→ Your assignment
Retype every record below exactly as it appears.

→ Data section
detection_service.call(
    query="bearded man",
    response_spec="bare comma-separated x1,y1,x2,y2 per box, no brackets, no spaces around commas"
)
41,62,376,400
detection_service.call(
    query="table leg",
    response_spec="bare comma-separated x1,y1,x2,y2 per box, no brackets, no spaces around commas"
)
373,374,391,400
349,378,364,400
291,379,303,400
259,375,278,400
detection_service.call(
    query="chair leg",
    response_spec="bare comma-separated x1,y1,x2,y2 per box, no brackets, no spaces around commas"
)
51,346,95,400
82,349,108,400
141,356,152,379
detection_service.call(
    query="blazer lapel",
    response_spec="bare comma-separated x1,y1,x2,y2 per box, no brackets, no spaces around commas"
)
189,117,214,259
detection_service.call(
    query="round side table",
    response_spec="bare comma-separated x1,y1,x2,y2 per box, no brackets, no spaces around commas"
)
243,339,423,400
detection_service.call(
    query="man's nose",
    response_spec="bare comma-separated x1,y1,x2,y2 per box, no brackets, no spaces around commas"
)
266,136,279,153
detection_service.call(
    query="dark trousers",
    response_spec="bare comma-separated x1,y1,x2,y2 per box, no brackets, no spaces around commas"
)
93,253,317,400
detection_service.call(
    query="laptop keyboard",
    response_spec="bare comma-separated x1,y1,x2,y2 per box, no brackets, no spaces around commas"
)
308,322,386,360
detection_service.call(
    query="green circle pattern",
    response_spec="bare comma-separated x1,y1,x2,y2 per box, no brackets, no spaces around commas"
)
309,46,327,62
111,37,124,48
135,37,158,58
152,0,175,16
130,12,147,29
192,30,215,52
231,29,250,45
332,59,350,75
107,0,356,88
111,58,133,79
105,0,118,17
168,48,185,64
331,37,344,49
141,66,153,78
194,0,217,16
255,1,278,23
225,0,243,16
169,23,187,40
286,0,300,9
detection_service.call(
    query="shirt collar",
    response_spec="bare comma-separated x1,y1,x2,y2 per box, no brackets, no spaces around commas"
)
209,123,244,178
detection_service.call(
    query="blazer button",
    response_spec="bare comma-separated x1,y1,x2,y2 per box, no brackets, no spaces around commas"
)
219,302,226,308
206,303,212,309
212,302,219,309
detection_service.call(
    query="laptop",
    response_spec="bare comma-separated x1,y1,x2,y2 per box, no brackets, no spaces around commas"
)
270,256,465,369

→ Exercise result
detection_service.call(
    query="bearded man",
    response_spec="bare comma-separated x1,y1,x2,y2 per box, no brackets, no spaces around commas"
)
41,62,376,400
detection_service.call(
    query="table leg",
    response_spec="bare comma-separated x1,y1,x2,y2 per box, no brackets, no spaces around commas"
)
373,374,391,400
349,378,364,400
291,379,303,400
259,375,278,400
detection_service.call(
    query="chair leg",
    response_spec="bare comma-separated x1,y1,x2,y2 per box, no brackets, no spaces around commas"
)
51,346,95,400
82,349,108,400
141,356,152,379
detection_service.call(
    query="blazer lapel",
    response_spec="bare comma-separated x1,y1,x2,y2 per box, no brackets, no spaces around commas"
)
189,117,214,259
detection_service.call(
    query="round side table",
    response_spec="bare comma-separated x1,y1,x2,y2 per box, no brackets, no spaces around commas"
)
243,339,423,400
detection_service.call(
    query="man's nose",
    response_spec="bare comma-separated x1,y1,x2,y2 per box, no brackets, no spaces around commas"
)
266,136,279,153
detection_service.call(
    query="dark trousers",
    response_spec="bare comma-separated x1,y1,x2,y2 per box, no brackets, no spaces around commas"
)
93,253,317,400
detection_service.call(
    query="laptop keyboard",
    response_spec="bare comma-separated x1,y1,x2,y2 per box, no brackets, no spaces around commas"
)
308,322,386,360
detection_service.call(
    query="green circle pattern",
    response_spec="bare comma-separated x1,y1,x2,y2 per box, no brackets, no spaces around commas"
)
309,46,327,62
111,37,124,48
135,37,158,58
152,0,175,16
130,12,147,29
192,30,215,52
231,29,250,45
332,59,350,75
107,0,356,88
111,58,133,79
105,0,118,17
168,48,185,64
331,37,344,49
141,66,153,78
194,0,217,16
255,1,278,23
225,0,243,16
169,23,187,40
286,0,300,9
detection_service.call(
    query="shirt collar",
    response_spec="bare comma-separated x1,y1,x2,y2 per box, no brackets, no spaces around commas"
)
209,123,244,178
detection_service.call(
    query="blazer button",
    response_spec="bare comma-separated x1,y1,x2,y2 per box, no brackets, no spaces around commas"
)
219,302,226,308
206,303,212,309
212,302,219,309
detection_service.call(
    query="laptop",
    response_spec="bare comma-separated x1,y1,x2,y2 per box, no brackets, no spaces around commas"
)
270,256,465,369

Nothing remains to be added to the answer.